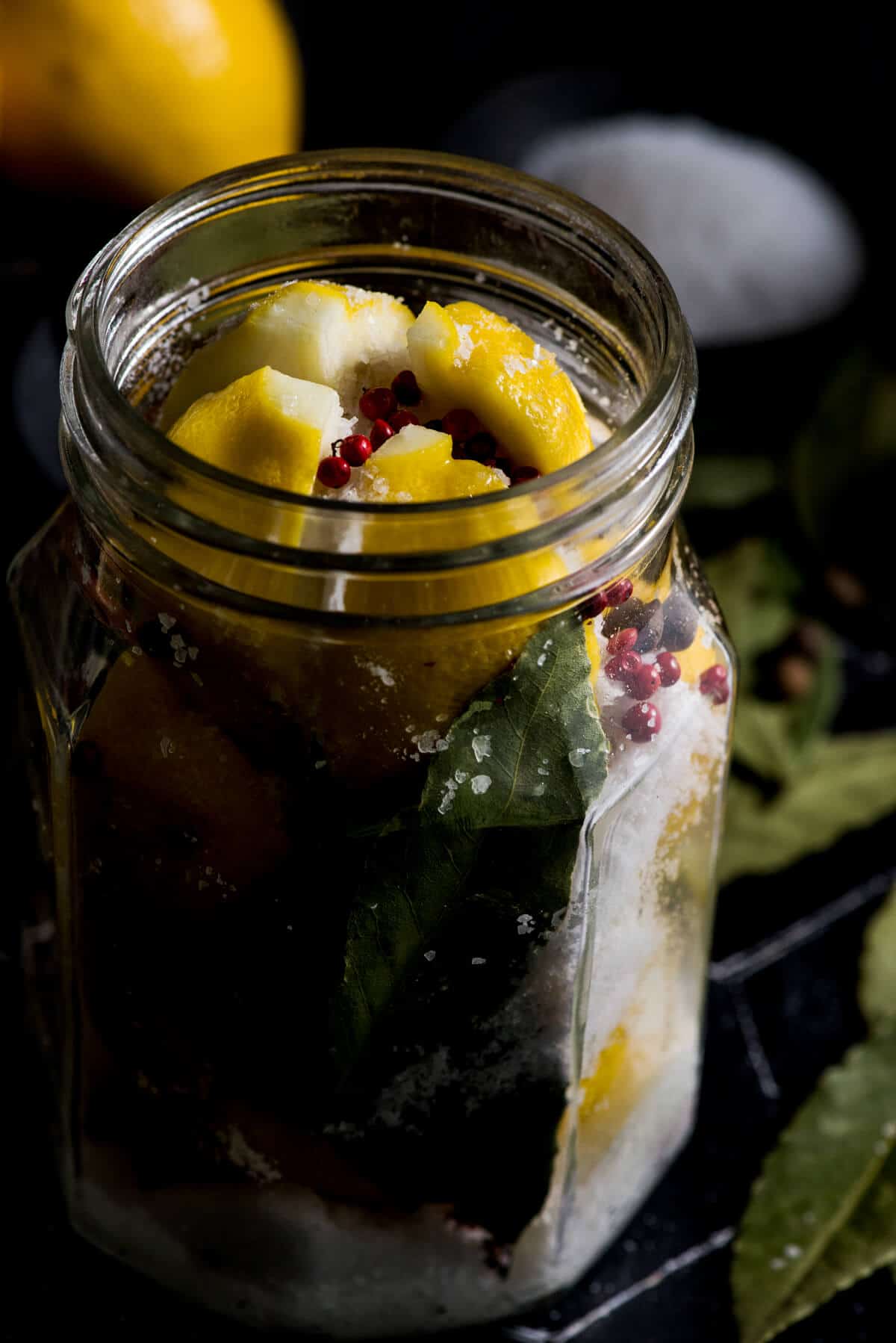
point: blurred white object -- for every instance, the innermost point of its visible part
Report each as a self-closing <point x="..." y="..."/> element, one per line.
<point x="754" y="242"/>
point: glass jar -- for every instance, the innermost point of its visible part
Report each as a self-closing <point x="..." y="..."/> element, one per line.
<point x="373" y="966"/>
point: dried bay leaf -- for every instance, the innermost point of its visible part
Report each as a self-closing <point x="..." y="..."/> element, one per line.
<point x="847" y="782"/>
<point x="822" y="1212"/>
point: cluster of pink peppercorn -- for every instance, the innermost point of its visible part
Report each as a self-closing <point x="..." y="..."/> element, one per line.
<point x="641" y="678"/>
<point x="381" y="405"/>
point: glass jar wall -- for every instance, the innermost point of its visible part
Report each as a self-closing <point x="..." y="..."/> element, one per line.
<point x="375" y="952"/>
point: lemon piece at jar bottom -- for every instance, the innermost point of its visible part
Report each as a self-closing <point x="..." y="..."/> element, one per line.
<point x="317" y="331"/>
<point x="613" y="1061"/>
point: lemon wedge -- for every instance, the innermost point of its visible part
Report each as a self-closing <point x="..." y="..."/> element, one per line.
<point x="417" y="468"/>
<point x="467" y="358"/>
<point x="335" y="335"/>
<point x="267" y="427"/>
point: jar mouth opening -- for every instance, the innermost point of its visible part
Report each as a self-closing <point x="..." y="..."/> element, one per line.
<point x="603" y="468"/>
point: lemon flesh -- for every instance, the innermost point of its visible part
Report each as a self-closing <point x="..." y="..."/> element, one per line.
<point x="326" y="333"/>
<point x="417" y="468"/>
<point x="267" y="427"/>
<point x="469" y="358"/>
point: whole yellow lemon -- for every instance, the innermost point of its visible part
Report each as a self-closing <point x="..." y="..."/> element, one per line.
<point x="141" y="97"/>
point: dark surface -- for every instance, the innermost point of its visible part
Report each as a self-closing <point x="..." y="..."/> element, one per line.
<point x="775" y="1020"/>
<point x="781" y="1008"/>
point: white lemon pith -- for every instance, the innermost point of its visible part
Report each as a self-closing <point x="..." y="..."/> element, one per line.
<point x="335" y="335"/>
<point x="340" y="341"/>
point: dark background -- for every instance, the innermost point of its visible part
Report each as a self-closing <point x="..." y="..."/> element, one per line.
<point x="485" y="79"/>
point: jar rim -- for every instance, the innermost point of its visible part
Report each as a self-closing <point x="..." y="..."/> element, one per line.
<point x="649" y="438"/>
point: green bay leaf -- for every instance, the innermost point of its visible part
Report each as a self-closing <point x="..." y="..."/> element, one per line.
<point x="817" y="1217"/>
<point x="529" y="751"/>
<point x="763" y="739"/>
<point x="756" y="587"/>
<point x="865" y="1244"/>
<point x="536" y="736"/>
<point x="877" y="976"/>
<point x="847" y="782"/>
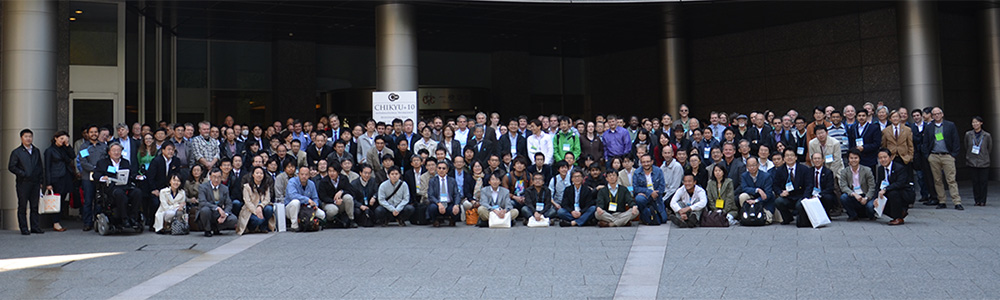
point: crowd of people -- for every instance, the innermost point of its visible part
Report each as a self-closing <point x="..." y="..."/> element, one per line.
<point x="548" y="170"/>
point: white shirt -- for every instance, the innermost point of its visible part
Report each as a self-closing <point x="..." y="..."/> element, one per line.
<point x="540" y="143"/>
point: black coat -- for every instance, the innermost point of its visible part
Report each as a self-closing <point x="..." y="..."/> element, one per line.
<point x="587" y="197"/>
<point x="27" y="167"/>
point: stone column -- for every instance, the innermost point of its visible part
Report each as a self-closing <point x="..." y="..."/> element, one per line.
<point x="919" y="54"/>
<point x="395" y="48"/>
<point x="27" y="96"/>
<point x="989" y="19"/>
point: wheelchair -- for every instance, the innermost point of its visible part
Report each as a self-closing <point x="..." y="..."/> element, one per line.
<point x="106" y="221"/>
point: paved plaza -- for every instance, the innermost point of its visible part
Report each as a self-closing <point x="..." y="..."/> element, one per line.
<point x="938" y="254"/>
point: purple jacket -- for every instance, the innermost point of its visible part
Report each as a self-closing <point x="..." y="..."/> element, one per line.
<point x="616" y="143"/>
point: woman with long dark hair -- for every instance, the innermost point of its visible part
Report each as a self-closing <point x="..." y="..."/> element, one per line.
<point x="59" y="171"/>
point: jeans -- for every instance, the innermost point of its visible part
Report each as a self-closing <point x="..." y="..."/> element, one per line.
<point x="88" y="210"/>
<point x="646" y="207"/>
<point x="256" y="224"/>
<point x="852" y="206"/>
<point x="585" y="215"/>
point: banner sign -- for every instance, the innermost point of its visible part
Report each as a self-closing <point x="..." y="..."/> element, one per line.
<point x="387" y="106"/>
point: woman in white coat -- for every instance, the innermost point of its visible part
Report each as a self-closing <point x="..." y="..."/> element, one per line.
<point x="172" y="199"/>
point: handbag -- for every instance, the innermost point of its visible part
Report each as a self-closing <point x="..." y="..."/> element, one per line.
<point x="753" y="215"/>
<point x="714" y="218"/>
<point x="179" y="225"/>
<point x="497" y="222"/>
<point x="815" y="212"/>
<point x="51" y="203"/>
<point x="471" y="216"/>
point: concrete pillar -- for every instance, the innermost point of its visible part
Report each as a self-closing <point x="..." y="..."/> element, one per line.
<point x="673" y="61"/>
<point x="919" y="54"/>
<point x="989" y="19"/>
<point x="27" y="96"/>
<point x="395" y="48"/>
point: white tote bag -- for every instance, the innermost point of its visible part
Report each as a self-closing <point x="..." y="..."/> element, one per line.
<point x="49" y="204"/>
<point x="497" y="222"/>
<point x="279" y="209"/>
<point x="814" y="209"/>
<point x="543" y="223"/>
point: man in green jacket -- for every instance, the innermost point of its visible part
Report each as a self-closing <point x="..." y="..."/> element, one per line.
<point x="615" y="206"/>
<point x="565" y="140"/>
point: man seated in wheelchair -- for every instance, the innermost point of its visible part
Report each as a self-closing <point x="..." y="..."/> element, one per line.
<point x="124" y="196"/>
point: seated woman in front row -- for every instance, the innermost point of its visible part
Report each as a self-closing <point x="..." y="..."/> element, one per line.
<point x="172" y="199"/>
<point x="256" y="214"/>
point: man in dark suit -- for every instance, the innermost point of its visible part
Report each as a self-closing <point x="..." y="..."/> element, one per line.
<point x="942" y="141"/>
<point x="318" y="150"/>
<point x="481" y="145"/>
<point x="337" y="195"/>
<point x="821" y="180"/>
<point x="865" y="137"/>
<point x="578" y="205"/>
<point x="130" y="147"/>
<point x="894" y="186"/>
<point x="215" y="208"/>
<point x="513" y="142"/>
<point x="26" y="164"/>
<point x="759" y="134"/>
<point x="230" y="146"/>
<point x="790" y="181"/>
<point x="157" y="178"/>
<point x="126" y="197"/>
<point x="444" y="198"/>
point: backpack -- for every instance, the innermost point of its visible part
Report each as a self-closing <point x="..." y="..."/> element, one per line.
<point x="753" y="215"/>
<point x="308" y="220"/>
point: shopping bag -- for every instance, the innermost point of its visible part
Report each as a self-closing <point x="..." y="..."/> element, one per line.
<point x="51" y="203"/>
<point x="279" y="209"/>
<point x="497" y="222"/>
<point x="543" y="223"/>
<point x="879" y="205"/>
<point x="817" y="214"/>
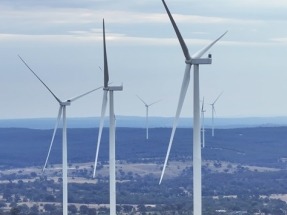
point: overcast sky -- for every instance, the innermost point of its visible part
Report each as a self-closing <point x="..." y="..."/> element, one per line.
<point x="61" y="40"/>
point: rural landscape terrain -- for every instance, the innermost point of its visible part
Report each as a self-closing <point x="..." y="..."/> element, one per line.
<point x="244" y="172"/>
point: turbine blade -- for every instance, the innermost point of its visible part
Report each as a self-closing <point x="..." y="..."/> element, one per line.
<point x="142" y="100"/>
<point x="206" y="48"/>
<point x="217" y="98"/>
<point x="180" y="39"/>
<point x="154" y="103"/>
<point x="183" y="91"/>
<point x="40" y="79"/>
<point x="106" y="70"/>
<point x="104" y="107"/>
<point x="84" y="94"/>
<point x="53" y="137"/>
<point x="202" y="106"/>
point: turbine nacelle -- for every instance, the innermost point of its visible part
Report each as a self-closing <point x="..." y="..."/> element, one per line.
<point x="198" y="61"/>
<point x="66" y="103"/>
<point x="114" y="88"/>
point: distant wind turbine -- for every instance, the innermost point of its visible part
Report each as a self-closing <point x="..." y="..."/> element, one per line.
<point x="147" y="108"/>
<point x="213" y="112"/>
<point x="62" y="111"/>
<point x="202" y="123"/>
<point x="195" y="60"/>
<point x="112" y="153"/>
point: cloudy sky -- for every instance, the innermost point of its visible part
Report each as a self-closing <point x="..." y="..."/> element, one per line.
<point x="61" y="40"/>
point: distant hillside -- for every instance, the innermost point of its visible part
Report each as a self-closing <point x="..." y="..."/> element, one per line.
<point x="139" y="122"/>
<point x="260" y="146"/>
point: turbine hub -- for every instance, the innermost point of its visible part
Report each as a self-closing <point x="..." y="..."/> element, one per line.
<point x="199" y="61"/>
<point x="66" y="103"/>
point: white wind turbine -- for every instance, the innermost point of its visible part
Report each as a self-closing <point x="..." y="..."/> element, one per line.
<point x="202" y="123"/>
<point x="147" y="108"/>
<point x="194" y="60"/>
<point x="213" y="112"/>
<point x="62" y="111"/>
<point x="112" y="153"/>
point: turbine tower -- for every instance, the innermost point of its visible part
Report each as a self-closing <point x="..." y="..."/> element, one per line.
<point x="213" y="112"/>
<point x="194" y="60"/>
<point x="112" y="153"/>
<point x="147" y="108"/>
<point x="62" y="111"/>
<point x="202" y="123"/>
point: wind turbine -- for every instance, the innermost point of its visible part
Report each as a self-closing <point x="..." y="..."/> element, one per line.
<point x="202" y="123"/>
<point x="194" y="60"/>
<point x="112" y="153"/>
<point x="213" y="112"/>
<point x="62" y="111"/>
<point x="147" y="108"/>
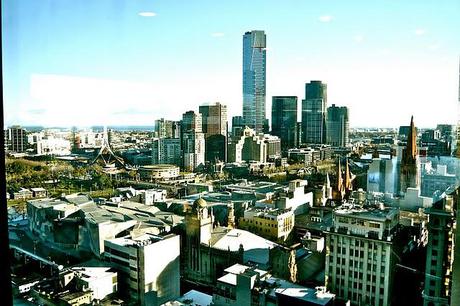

========================

#### What is asked:
Copy everything from the line containing "point: distant hillside" down to the end of the records, changing "hillside" to "ridge" and leaving the rest the same. Leave the pictures out of your answer.

#### Written solution:
point: distant ridge -- for every instance, the innermost point of its visible part
Report each as a self-closing <point x="..." y="..."/> element, one per line.
<point x="139" y="122"/>
<point x="260" y="146"/>
point: turbine hub -- for every instance, the innermost point of its visible part
Report each as a self-closing <point x="..." y="..."/> element, one per line.
<point x="199" y="61"/>
<point x="66" y="103"/>
point: white wind turbine -- for every instance, the innermost point of its visible part
Report each as a self-closing <point x="..." y="..."/> element, one per line.
<point x="202" y="123"/>
<point x="147" y="108"/>
<point x="194" y="60"/>
<point x="213" y="112"/>
<point x="62" y="111"/>
<point x="112" y="153"/>
point: turbine tower -- for every instance, the innermost point of its visible part
Report each as a self-closing <point x="..." y="..."/> element, one per line.
<point x="213" y="112"/>
<point x="194" y="60"/>
<point x="112" y="153"/>
<point x="147" y="108"/>
<point x="62" y="111"/>
<point x="202" y="123"/>
point: wind turbine -- for every instance, the innermost point of its visible part
Report each as a self-closing <point x="..." y="..."/> element, one per line.
<point x="202" y="123"/>
<point x="194" y="60"/>
<point x="112" y="153"/>
<point x="213" y="112"/>
<point x="62" y="111"/>
<point x="147" y="108"/>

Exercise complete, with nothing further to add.